From the line containing "column 577, row 79" to the end of the records below, output each line exactly; include both ends and nothing else.

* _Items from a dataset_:
● ● ●

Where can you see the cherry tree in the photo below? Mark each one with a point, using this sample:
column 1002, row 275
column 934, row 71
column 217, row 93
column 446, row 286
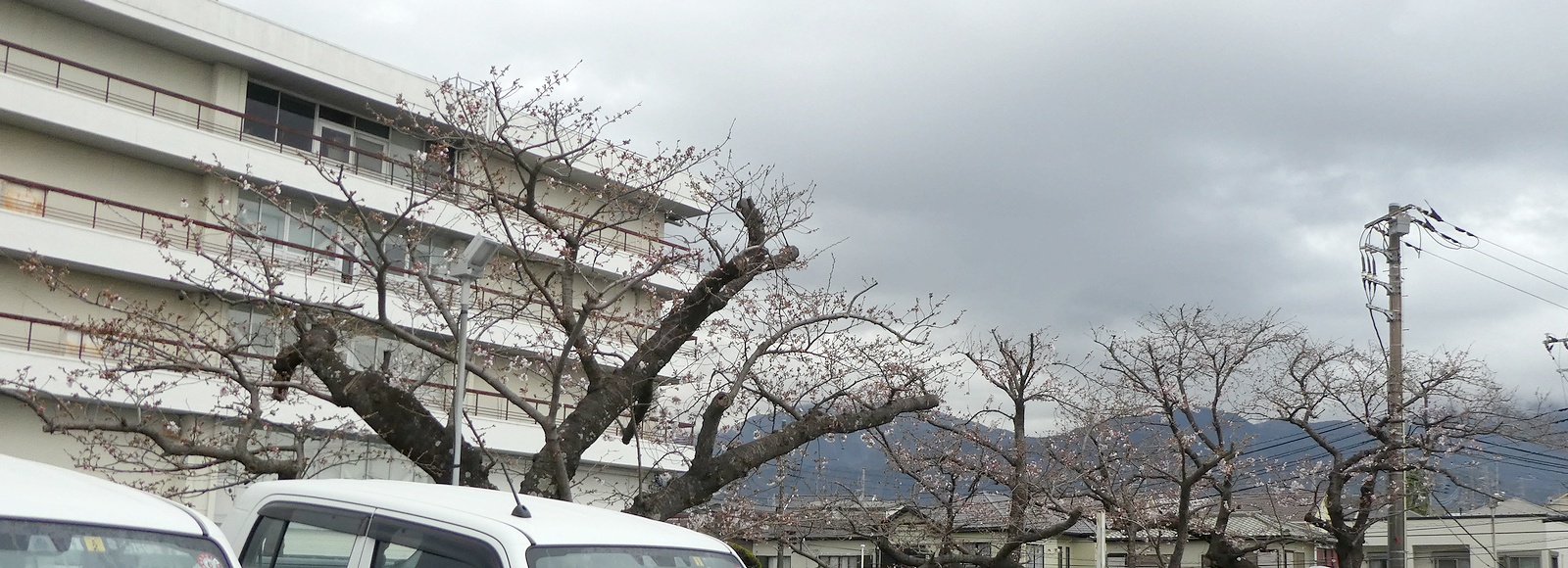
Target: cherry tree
column 318, row 311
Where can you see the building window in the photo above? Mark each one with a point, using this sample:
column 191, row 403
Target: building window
column 292, row 121
column 279, row 117
column 844, row 562
column 1518, row 562
column 21, row 198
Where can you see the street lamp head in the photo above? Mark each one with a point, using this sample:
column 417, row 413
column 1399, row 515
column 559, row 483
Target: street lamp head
column 478, row 253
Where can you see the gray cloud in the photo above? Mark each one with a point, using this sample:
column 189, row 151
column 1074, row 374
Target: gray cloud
column 1076, row 164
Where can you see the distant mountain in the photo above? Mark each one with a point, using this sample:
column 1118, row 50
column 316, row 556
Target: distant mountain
column 847, row 465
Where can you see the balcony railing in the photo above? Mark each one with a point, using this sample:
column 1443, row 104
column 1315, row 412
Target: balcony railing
column 33, row 335
column 157, row 102
column 187, row 234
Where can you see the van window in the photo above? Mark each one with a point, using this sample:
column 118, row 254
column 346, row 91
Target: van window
column 303, row 537
column 71, row 544
column 626, row 557
column 408, row 544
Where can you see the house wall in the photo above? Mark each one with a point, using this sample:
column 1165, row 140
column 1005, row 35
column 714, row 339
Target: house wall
column 1478, row 542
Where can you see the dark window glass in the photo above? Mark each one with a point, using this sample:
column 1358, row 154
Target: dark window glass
column 372, row 127
column 302, row 537
column 408, row 544
column 328, row 114
column 44, row 544
column 261, row 112
column 336, row 143
column 297, row 118
column 368, row 150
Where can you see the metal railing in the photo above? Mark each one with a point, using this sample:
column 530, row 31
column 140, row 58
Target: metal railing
column 203, row 237
column 157, row 102
column 35, row 335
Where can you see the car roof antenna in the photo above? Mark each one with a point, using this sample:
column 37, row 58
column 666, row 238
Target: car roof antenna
column 519, row 512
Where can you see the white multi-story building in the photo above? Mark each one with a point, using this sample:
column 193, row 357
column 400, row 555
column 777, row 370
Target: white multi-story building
column 122, row 119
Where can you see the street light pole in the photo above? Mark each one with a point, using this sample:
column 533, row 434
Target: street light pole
column 469, row 268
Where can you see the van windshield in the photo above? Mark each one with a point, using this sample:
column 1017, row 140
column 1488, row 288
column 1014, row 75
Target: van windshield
column 626, row 557
column 68, row 544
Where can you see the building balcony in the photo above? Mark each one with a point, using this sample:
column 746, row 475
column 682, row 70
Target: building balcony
column 190, row 125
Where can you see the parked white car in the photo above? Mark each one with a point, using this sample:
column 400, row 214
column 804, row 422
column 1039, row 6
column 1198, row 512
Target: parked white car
column 60, row 518
column 405, row 524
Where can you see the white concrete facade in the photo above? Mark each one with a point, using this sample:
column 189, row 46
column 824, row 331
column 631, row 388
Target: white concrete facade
column 1513, row 534
column 106, row 110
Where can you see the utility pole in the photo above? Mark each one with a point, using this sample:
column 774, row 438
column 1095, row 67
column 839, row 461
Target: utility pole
column 1397, row 226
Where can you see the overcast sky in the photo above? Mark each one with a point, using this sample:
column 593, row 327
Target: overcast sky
column 1071, row 166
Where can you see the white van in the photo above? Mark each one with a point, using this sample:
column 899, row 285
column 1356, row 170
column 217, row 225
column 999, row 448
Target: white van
column 407, row 524
column 60, row 518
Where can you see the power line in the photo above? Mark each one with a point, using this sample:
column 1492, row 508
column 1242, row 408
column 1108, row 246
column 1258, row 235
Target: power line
column 1487, row 276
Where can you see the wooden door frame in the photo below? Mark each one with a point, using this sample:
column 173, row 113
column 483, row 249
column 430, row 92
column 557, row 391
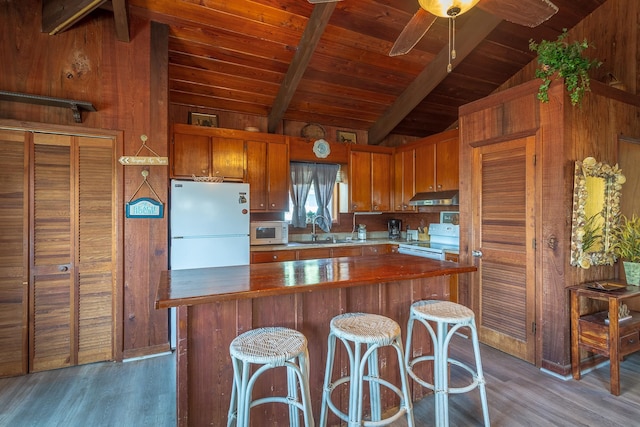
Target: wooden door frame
column 474, row 221
column 118, row 203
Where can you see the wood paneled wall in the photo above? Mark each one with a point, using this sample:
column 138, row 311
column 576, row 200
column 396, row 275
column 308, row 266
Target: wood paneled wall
column 87, row 63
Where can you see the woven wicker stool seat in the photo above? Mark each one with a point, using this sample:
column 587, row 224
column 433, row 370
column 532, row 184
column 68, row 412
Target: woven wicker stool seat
column 355, row 331
column 270, row 347
column 448, row 318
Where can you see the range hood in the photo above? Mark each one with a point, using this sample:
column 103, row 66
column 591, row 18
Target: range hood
column 436, row 198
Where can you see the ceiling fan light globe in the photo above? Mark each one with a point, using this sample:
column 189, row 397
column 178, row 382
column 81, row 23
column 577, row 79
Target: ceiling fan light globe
column 447, row 8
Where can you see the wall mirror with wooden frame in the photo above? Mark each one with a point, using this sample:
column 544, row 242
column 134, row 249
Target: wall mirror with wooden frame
column 596, row 211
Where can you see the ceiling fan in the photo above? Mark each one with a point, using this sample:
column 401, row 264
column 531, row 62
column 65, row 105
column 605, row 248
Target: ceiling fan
column 530, row 13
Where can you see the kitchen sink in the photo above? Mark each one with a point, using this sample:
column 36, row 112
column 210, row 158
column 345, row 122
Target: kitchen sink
column 324, row 242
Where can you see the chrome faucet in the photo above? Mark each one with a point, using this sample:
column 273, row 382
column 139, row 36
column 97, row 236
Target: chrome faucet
column 314, row 236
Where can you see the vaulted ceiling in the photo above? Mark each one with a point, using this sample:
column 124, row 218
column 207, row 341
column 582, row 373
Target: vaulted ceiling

● ● ●

* _Completed task_:
column 577, row 79
Target: ceiling fan light globe
column 447, row 8
Where can you see the wall mirror with wooden frame in the photo above? Mark each one with a point, using this sample:
column 544, row 242
column 134, row 249
Target: wall mirror with wooden frame
column 596, row 211
Where can you see the ceiling fan in the photo above? Mark each one with a point, using this sample:
column 401, row 264
column 531, row 62
column 65, row 105
column 605, row 248
Target: ceiling fan
column 530, row 13
Where can you see the kitchen sink in the photo above? Mark each one with a point, using this sample:
column 36, row 112
column 210, row 158
column 345, row 122
Target: kitchen sink
column 324, row 242
Where can you see the chrome faucet in the photo above? Mark each one with a point, using this sample:
column 273, row 382
column 139, row 36
column 97, row 236
Target: chrome faucet
column 314, row 236
Where can you see the vaulted ceiling in the photo above? Mark each one with a point, using this sample:
column 124, row 218
column 207, row 341
column 582, row 373
Target: vaulted ceiling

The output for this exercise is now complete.